**Source extract**
I checked it with a vinyl dealer. He thought my pricing was slightly conservative. He said, “Fats Domino? It’d be worth cleaning it thoroughly, and finding a spare used London sleeve of the right era … I’ve got a box full of them. You take them off the crap you’re throwing away. Then I’d put £3 on it, and take an offer of £2. Because there are collectors who’d want a Fats Domino single to complete a set. They’d play the CD if they actually wanted to hear it!”
Fast forward a couple of months. Another Oxfam in Southampton… a vinyl / CD specialist with listening decks. Most of their covers didn’t match the contents. I asked why, having just seen a dusty copy of The Beatles Can’t Buy Me Love in a 1970s CBS sleeve at £7.99 (Price Guide: £8 mint, which means a perfect record in a perfect original sleeve). I pointed out that they had the appropriate Parlophone sleeve on a nearby 99p Cilla Black record in the same ”B” section. If they were asking so much (too much … it’s usually about £2 to £3 in “excellent” condition, and this wasn’t “excellent”), why didn’t they clean it and swap sleeves? I was told they thought it unethical to modify records from the way in which they were donated. What?
Right. So charge £1.99 for it then. Or charge 50p or £1 (sorry, 49p or 99p), because an experienced vinyl dealer probably has several, and will knock out scuzzy copies cheap. Charity shops do not invest in record cleaner. It’s a simple and essential purchase.
Then there’s the Oxfam copy of Hello Goodbye. It was in the wrong sleeve (Warner Brothers) and I’d put the condition as no more than “VG” more likely “G”. £20 down to £9.99? Well, a MINT copy in the correct Parlophone sleeve (it must have the appropriate advert on the back) rates at £12 in the 2022 Rare Record Guide. On their guidelines (in a Parlophone sleeve) it would be £6 if “Very Good” or £3.50 if “Good.” Incidentally, that Warner Brothers sleeve has been ruined by the big sticker which will lift the paper. So you can’t even reuse the sleeve on a Warner Bros release.
Other amusing prices include Mull of Kyntyre in a plain white sleeve at a British Heart Foundation in Portsmouth at £9, and Marvin Gaye’s I Heard It Through the Grapevine for £7 in a Scope shop, which was deeply scratched (so worth nothing) and in the wrong sleeve. Mull of Kyntyre in the yellow juke box “Best selling single ever” sleeve is rated at £60. Otherwise, well, it’s the best selling-single ever. There are two million around. I’d rate it near mint as £1, or £2 with the picture sleeve.
I Heard It Through the Grapevine was a number one hit, then reissued as a Levi’s linked single later. It’s very common. Rare Record guide rates it at £8. That would have to be absolutely pristine, unplayed. I’ve seen dozens of ‘excellent’ ones at under £2.

**Dataset records**
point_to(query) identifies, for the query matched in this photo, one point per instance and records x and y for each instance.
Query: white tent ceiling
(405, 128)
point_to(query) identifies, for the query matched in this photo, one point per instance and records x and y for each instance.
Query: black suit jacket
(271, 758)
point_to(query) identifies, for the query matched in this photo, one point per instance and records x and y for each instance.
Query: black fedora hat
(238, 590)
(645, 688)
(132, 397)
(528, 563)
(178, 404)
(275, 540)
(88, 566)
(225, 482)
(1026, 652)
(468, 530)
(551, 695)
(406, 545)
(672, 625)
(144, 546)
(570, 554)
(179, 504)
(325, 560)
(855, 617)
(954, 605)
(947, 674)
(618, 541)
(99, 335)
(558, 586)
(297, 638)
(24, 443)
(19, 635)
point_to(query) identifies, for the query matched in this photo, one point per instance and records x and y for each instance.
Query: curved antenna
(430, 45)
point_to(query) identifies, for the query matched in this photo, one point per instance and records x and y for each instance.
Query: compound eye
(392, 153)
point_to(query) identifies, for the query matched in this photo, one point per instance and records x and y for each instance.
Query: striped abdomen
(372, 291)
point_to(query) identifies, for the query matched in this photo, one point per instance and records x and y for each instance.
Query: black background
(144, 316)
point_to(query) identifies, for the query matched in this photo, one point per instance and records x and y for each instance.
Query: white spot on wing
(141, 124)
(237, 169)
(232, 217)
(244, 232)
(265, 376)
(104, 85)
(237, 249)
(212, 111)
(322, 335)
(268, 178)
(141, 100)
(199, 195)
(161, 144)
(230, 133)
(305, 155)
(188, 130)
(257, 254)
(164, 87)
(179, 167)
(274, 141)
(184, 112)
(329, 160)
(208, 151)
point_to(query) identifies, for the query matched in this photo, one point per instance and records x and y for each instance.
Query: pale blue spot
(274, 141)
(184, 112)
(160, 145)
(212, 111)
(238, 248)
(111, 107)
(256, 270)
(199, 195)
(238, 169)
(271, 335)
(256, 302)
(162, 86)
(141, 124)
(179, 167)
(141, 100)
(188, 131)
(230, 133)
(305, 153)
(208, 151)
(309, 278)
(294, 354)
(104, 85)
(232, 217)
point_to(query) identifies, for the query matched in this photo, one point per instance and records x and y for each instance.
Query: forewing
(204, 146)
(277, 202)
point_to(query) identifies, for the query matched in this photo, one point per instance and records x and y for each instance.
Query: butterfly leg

**Exercises to complete**
1) Reproduce the passage of the charity-shop record pricing text that starts with "Other amusing prices" and goes on through "the picture sleeve.".
2) Pick out every line of the records that contains the string "spot", matching case exactly.

**Exercise answers**
1)
Other amusing prices include Mull of Kyntyre in a plain white sleeve at a British Heart Foundation in Portsmouth at £9, and Marvin Gaye’s I Heard It Through the Grapevine for £7 in a Scope shop, which was deeply scratched (so worth nothing) and in the wrong sleeve. Mull of Kyntyre in the yellow juke box “Best selling single ever” sleeve is rated at £60. Otherwise, well, it’s the best selling-single ever. There are two million around. I’d rate it near mint as £1, or £2 with the picture sleeve.

2)
Query: white spot on wing
Query: pale blue spot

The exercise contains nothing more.